__Records shown__
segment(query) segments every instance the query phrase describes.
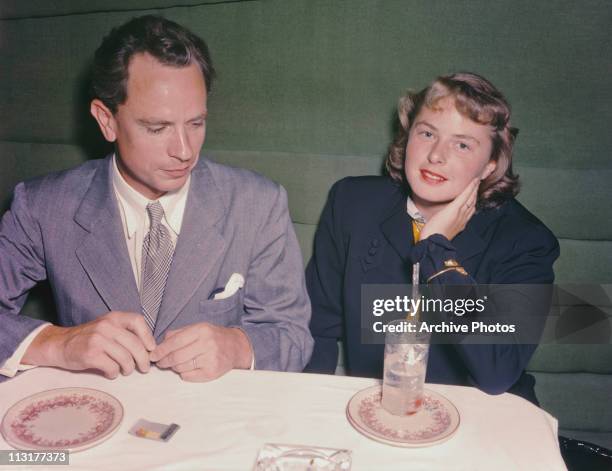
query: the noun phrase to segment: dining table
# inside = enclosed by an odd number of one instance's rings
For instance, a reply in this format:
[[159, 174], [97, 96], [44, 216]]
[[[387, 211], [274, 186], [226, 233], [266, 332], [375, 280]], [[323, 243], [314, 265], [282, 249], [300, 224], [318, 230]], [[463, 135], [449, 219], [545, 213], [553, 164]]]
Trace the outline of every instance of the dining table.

__Your assignment__
Go through the data above and transcribe it in full, omitting any image.

__Output for this task__
segment(query) segments every instance the query phrase describes.
query: the noun phrase to segment: dining table
# inside = enclosed by an odd number of one instance's rings
For instance, a reply in this format:
[[159, 174], [97, 96], [44, 216]]
[[[387, 211], [274, 186], [226, 233], [266, 332], [375, 280]], [[323, 243], [314, 265], [282, 249], [300, 224], [318, 230]], [[463, 135], [449, 219], [545, 213], [553, 164]]]
Trace the outline of every instance of the dining table.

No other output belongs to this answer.